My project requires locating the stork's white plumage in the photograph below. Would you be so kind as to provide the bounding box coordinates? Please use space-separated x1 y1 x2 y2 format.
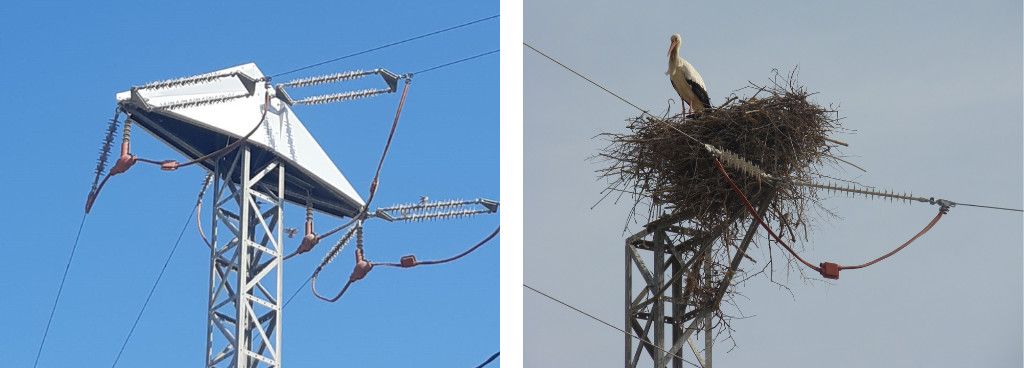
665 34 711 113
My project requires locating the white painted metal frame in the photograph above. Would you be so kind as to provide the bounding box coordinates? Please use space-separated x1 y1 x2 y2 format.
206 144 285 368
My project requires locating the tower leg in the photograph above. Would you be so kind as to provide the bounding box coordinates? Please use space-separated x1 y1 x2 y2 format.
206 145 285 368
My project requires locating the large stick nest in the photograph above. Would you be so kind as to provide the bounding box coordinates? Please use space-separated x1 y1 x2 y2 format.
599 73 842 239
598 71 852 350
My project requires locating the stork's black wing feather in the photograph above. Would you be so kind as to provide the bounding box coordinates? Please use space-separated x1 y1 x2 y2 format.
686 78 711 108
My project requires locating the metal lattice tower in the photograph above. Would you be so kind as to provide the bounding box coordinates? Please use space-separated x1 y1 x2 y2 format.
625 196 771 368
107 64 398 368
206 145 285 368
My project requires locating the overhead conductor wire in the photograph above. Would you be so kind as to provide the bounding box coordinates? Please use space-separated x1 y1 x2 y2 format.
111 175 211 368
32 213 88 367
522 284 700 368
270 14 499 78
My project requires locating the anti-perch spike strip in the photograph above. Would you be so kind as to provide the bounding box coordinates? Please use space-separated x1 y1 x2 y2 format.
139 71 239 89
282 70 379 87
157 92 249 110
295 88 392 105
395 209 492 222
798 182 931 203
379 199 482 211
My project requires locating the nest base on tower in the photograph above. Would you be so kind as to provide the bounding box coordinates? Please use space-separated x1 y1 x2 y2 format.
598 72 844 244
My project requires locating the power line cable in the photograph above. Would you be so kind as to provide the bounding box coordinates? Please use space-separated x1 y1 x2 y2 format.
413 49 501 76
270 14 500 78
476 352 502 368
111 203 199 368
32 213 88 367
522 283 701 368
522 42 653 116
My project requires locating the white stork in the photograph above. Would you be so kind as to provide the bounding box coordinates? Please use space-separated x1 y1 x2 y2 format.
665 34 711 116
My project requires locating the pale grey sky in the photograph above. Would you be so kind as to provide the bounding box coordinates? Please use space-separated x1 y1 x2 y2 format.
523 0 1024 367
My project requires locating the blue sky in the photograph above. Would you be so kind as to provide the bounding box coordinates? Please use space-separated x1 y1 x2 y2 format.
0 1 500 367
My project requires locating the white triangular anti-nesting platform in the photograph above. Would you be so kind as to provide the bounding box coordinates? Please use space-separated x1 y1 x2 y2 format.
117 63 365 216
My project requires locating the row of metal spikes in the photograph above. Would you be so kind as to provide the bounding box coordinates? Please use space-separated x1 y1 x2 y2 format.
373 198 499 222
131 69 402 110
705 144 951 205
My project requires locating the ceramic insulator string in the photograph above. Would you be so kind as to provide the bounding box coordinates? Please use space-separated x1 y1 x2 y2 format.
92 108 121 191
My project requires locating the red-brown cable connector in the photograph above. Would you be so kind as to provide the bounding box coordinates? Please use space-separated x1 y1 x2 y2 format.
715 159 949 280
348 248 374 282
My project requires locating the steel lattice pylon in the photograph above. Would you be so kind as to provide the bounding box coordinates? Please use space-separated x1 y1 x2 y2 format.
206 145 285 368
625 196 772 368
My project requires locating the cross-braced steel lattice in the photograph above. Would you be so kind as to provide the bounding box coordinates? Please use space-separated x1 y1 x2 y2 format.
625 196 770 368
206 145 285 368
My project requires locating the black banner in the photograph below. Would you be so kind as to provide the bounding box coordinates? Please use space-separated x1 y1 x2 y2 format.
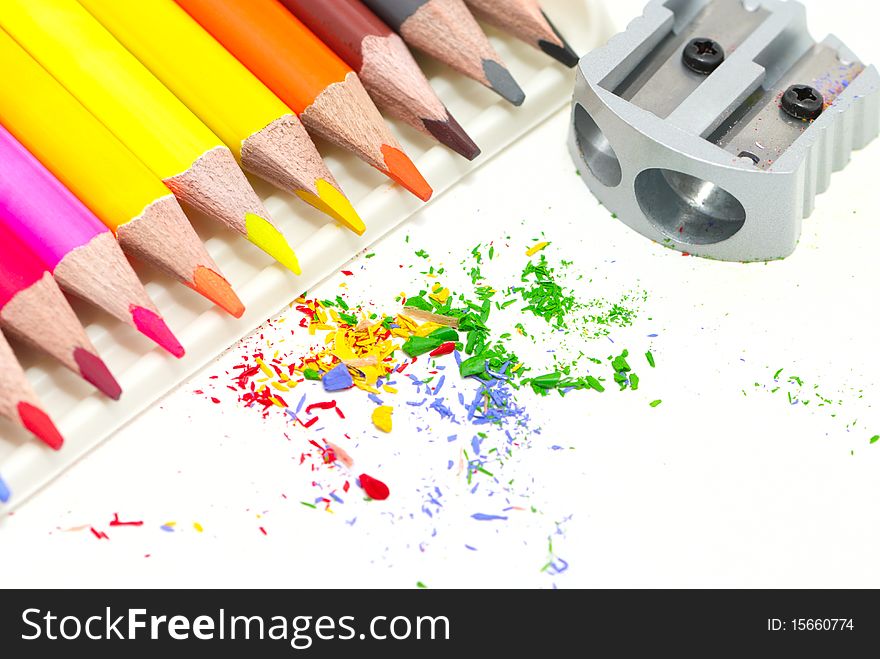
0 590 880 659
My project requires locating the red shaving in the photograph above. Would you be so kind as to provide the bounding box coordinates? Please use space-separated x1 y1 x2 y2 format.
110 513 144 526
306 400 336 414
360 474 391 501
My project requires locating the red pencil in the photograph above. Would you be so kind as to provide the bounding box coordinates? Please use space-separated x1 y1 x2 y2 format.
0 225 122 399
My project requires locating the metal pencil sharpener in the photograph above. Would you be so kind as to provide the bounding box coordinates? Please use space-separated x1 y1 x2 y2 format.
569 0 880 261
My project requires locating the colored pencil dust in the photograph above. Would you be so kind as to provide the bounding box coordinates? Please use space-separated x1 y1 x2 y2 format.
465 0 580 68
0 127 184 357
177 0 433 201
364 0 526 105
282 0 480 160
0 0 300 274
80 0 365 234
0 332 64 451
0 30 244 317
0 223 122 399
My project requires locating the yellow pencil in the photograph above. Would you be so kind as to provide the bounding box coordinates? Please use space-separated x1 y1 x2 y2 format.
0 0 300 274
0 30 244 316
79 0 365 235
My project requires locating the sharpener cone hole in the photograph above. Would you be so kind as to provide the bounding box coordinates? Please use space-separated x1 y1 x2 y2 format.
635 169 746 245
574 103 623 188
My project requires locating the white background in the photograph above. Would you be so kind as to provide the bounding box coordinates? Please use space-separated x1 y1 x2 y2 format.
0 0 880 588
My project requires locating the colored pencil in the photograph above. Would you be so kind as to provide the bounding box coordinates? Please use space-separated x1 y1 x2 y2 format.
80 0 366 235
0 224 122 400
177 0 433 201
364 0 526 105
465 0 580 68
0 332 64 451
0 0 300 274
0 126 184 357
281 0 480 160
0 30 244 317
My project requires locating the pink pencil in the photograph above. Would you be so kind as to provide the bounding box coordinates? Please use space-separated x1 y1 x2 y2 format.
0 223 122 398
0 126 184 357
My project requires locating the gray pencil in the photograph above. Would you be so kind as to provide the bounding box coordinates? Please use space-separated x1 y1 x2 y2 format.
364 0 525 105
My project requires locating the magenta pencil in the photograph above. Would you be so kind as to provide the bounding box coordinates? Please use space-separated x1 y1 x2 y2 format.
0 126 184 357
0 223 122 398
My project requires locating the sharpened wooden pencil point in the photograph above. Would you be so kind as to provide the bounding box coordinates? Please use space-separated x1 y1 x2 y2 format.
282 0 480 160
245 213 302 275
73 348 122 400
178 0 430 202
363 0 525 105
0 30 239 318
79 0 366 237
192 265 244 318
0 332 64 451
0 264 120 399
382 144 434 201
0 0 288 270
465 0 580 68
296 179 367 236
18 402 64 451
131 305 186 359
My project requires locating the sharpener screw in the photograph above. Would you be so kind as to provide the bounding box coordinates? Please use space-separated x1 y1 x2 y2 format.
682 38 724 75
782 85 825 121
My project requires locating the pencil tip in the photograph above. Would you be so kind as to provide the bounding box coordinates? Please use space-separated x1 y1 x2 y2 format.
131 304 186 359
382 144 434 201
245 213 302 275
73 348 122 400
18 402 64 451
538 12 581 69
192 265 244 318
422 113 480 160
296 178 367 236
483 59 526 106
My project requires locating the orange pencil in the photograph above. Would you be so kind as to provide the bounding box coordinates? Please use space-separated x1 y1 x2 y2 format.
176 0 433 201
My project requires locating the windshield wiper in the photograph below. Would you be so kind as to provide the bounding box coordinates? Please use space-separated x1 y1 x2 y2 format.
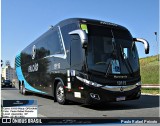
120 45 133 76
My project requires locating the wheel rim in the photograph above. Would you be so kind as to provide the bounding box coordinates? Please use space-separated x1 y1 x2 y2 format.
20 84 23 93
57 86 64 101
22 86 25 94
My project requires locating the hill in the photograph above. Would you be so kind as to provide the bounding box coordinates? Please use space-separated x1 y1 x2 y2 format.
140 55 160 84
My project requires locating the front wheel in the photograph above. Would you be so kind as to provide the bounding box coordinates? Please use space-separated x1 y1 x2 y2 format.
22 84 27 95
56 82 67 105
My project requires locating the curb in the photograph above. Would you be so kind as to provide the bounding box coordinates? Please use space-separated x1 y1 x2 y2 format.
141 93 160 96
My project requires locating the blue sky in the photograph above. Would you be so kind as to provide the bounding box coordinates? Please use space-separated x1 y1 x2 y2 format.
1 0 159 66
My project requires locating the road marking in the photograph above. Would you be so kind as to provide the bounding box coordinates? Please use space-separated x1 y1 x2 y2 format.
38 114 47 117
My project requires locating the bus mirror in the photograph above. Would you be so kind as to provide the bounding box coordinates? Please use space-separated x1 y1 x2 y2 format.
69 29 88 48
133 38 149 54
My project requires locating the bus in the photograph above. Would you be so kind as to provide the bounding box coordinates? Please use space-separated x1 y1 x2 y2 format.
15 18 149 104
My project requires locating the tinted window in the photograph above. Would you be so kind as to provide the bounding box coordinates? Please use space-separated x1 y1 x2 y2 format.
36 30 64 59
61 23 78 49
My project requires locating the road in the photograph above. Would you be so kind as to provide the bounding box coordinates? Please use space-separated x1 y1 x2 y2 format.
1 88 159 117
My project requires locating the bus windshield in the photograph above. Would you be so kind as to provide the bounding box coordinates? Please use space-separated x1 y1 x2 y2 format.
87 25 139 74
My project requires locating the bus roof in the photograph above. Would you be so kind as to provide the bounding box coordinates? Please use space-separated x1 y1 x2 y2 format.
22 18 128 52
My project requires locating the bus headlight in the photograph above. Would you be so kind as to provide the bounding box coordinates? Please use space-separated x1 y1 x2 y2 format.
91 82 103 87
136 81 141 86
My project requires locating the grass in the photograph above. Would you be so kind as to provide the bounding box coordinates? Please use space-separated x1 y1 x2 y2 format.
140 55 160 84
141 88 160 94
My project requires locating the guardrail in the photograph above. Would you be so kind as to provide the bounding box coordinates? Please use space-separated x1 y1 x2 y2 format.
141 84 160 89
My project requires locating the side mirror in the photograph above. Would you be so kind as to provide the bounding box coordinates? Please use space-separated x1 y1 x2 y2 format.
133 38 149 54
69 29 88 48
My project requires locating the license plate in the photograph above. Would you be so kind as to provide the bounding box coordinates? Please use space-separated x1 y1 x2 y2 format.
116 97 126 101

+--

» Your instructions:
Reproduce the records word for word from the very beginning, stopping after the line that contains "270 14 499 78". Leave the pictures out of your copy.

» Solution for this task:
My project requires locating the stork's white plumage in the photograph below. Would you be so kind as to provide the bounding box coordinates? Please use space-separated x1 y1 x2 y2 format.
665 34 711 113
My project requires locating the white painted metal frame in the photograph above. Would you be so kind as to provide the bounding box coordinates? Please use space-separated x1 y1 x2 y2 format.
206 144 285 368
My project requires locating the tower leg in the photograph above. Would you be so kind as to provide the bounding box coordinates? Please use space-separated x1 y1 x2 y2 format.
206 145 285 368
My project requires locating the large stick nest in the photograph above. Would you be so kind as to provide the bounding box coordinates? Please use space-separated x1 y1 x2 y2 format.
599 73 842 239
598 71 852 350
My project requires locating the stork's black wing feather in the photograph above. Would you be so kind as to provide the bounding box coordinates? Please use space-separated x1 y1 x2 y2 format.
686 78 711 108
My project requires locating the metal lattice tower in the photograph above. Would you be so kind as to provide the bounding box coordinates? Please use space-separated x1 y1 x2 y2 format.
625 196 771 368
107 64 398 368
206 145 285 368
My project requires locating the overhead conductor wire in the photograph above. Would you be so kind as to provide the bounding box coordinates? Please use space-separated x1 y1 x2 y2 format.
111 175 211 368
32 213 88 367
522 284 700 368
270 14 499 78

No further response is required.